● Document text:

□ □ □ □ □ □ □

The database included in this repository was used in our study in process of publication as:
"Taxonomical evaluation of plants genetic markers by Bayesian Classifier"
*by
This database contains plant sequences of six chloroplastic markers (trnL, rpoB, rbcL, matK, psbA-trnH and psbK). Hereby, we provide a Greengenes-like databases derived from NCBI data for scientists who want to use these resources in their own research.
Sequences were downloaded from Genbank on September of 2018. The fasta file was modified to include every species' respective taxonomy (donwloaded and linked from NCBI Taxonomy). The taxonomy was included in each fasta header in the respective order:
, ID, Taxonomy.
The taxonomy annotation is: p__(phylum),c__(class),o__(order),f__(family),g__(genus),s__(species).

□ □ □ □ □ □ □

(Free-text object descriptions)
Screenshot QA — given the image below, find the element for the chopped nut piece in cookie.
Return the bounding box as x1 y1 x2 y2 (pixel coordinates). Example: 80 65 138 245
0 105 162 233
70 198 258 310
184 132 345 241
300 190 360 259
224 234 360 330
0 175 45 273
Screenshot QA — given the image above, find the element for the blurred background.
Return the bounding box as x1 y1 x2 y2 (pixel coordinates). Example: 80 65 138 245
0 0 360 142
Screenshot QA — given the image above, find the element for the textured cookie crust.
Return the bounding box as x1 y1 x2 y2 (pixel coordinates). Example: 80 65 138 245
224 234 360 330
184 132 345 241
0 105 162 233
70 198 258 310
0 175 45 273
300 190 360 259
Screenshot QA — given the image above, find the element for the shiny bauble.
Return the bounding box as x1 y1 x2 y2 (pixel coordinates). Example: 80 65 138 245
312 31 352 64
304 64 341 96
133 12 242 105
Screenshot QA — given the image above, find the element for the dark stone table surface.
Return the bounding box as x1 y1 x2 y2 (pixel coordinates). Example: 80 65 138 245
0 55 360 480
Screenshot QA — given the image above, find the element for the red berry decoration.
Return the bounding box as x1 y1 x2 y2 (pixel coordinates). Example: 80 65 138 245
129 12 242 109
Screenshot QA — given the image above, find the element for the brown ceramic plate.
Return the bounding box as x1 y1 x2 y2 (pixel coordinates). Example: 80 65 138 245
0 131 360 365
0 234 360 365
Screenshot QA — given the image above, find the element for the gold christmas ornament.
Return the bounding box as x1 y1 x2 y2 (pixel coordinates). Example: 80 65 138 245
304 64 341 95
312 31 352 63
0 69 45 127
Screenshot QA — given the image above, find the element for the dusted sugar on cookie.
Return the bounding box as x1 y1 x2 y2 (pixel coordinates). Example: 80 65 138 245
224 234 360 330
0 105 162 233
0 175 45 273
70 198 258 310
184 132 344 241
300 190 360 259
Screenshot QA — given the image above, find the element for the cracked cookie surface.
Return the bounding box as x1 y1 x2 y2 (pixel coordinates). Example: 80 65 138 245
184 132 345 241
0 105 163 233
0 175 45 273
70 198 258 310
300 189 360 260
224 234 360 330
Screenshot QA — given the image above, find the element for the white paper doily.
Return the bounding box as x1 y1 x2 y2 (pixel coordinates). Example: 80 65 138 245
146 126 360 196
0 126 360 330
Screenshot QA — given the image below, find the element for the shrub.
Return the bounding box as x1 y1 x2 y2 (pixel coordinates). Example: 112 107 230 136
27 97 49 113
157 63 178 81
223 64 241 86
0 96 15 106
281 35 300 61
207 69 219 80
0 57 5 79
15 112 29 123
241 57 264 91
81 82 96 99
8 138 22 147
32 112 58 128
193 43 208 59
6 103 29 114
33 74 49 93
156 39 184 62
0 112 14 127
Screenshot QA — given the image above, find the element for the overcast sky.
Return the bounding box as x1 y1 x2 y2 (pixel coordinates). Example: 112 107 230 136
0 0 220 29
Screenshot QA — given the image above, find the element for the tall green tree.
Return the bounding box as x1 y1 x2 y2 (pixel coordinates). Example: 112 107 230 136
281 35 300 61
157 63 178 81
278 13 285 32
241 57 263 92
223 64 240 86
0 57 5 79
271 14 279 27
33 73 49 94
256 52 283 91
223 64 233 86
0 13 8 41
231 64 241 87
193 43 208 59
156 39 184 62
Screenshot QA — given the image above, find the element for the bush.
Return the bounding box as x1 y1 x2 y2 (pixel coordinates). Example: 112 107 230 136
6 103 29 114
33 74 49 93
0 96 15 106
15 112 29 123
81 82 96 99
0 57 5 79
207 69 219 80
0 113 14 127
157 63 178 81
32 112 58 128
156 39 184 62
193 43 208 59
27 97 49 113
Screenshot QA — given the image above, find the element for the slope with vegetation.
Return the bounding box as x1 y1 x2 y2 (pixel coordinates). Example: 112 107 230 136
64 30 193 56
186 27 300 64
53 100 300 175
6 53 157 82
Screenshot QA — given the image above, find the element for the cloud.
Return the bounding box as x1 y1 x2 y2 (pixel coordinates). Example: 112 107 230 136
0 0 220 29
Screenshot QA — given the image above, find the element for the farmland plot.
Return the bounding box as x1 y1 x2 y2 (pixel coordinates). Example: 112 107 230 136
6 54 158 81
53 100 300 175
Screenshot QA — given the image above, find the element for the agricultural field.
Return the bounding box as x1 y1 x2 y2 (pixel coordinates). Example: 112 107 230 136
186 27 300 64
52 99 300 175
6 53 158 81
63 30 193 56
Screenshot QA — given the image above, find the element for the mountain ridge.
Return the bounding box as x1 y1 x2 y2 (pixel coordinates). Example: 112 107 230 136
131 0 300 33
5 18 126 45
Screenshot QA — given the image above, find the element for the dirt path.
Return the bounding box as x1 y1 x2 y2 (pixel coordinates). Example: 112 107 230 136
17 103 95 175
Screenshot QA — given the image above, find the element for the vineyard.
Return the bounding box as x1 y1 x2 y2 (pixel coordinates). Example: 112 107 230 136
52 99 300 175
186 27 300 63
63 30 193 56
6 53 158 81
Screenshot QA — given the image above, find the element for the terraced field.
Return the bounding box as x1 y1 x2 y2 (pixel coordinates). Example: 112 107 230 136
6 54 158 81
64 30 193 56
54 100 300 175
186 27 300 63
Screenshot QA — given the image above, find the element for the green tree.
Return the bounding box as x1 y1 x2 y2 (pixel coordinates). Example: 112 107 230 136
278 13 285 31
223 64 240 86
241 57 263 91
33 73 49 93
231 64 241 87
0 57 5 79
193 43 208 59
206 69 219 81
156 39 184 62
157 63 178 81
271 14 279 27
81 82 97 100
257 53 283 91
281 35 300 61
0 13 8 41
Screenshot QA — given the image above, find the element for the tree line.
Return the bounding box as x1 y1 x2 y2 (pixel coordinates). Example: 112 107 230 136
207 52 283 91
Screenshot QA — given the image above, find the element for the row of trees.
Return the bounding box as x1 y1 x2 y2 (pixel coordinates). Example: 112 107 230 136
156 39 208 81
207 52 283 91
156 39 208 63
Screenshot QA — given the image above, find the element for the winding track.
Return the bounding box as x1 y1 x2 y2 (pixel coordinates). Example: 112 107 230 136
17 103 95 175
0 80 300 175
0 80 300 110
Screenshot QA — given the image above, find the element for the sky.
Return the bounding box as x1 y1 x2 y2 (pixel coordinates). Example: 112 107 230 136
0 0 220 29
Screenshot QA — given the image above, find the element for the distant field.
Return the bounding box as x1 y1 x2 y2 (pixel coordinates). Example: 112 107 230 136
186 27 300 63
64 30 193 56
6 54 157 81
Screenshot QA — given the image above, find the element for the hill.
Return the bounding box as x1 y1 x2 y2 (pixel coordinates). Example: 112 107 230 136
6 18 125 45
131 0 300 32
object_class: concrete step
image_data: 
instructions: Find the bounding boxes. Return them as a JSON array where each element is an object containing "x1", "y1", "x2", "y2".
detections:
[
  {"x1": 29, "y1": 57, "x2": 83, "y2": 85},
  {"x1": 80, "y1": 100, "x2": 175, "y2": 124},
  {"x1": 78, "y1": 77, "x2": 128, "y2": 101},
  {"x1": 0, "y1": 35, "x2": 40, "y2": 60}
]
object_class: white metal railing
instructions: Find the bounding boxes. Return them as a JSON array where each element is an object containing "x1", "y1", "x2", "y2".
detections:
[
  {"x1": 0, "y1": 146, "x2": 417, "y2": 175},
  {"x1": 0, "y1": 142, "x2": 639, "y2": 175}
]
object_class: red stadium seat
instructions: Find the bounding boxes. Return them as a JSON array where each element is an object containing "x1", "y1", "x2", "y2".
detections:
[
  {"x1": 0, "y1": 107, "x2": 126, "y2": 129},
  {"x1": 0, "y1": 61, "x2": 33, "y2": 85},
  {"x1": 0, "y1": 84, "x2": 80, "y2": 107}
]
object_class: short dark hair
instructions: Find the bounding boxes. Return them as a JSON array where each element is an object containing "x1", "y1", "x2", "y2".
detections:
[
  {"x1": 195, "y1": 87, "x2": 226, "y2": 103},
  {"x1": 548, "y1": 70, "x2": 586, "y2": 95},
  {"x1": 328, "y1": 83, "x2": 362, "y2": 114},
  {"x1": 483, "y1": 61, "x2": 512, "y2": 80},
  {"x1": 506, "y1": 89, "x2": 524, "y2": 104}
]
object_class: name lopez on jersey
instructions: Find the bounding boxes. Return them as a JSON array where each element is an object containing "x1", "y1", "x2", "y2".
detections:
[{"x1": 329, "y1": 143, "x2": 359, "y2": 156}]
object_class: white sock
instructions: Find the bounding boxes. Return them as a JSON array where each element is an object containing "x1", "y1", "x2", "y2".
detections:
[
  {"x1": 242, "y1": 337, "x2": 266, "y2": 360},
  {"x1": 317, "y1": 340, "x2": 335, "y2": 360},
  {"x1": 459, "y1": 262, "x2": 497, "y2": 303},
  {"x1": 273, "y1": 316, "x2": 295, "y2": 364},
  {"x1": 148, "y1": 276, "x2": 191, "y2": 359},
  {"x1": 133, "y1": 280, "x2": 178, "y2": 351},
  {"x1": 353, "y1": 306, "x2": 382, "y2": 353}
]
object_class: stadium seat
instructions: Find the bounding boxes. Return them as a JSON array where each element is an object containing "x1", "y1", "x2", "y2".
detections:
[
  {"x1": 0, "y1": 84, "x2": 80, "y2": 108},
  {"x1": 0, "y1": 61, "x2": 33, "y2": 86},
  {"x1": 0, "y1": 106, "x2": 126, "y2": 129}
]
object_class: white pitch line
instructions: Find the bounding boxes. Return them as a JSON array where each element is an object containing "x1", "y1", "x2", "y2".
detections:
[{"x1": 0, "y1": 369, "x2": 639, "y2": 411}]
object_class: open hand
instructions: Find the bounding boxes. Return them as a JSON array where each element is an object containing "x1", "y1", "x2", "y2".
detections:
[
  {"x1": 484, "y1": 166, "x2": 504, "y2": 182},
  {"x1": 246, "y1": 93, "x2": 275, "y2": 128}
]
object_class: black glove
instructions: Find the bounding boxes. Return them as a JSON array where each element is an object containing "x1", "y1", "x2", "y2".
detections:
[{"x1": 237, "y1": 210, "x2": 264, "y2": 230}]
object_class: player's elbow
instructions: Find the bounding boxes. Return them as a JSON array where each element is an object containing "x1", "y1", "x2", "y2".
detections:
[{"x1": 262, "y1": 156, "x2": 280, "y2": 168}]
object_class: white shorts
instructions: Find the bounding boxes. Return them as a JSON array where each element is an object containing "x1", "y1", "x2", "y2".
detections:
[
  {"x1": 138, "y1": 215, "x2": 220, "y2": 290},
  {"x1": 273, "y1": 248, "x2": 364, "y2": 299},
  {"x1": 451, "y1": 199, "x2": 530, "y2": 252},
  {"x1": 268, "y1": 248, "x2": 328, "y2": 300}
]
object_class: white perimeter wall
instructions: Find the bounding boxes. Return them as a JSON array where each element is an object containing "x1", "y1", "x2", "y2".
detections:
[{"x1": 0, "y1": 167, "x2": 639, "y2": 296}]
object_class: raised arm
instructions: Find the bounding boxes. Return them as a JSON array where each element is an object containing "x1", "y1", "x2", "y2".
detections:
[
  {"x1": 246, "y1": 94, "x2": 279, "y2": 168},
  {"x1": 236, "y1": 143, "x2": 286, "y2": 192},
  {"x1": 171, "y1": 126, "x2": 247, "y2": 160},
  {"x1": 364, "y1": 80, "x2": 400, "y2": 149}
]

□ □ □ □ □ □ □

● Tasks to complete:
a) In the chloroplast marker database description, when were the sequences downloaded from GenBank?
b) Write the next part of the chloroplast marker database description, picking up after its last line.
None of the items are needed for what follows.

● Answers provided:
a) In September 2018.

b)
This database includes a balanced number of sequences per species. Two different datasets were generated for each molecular marker:
- The first one with species having a minimum of 2 sequences and a maximum of 20 sequences per species (directory: "2_20_DB"),
- and the second one having a minimum of 5 sequences and a maximum of 20 sequences per species (directory: "5_20_DB").
In both cases, species that had more than 20 sequences were randomly subsampled to 20 sequences. The 5-20 dataset was generated in order to evaluate the performance of every marker on general classification, on the other hand, 2-20 dataset was generated to determine dataset bias in marker classification.
We hope this material is useful for you.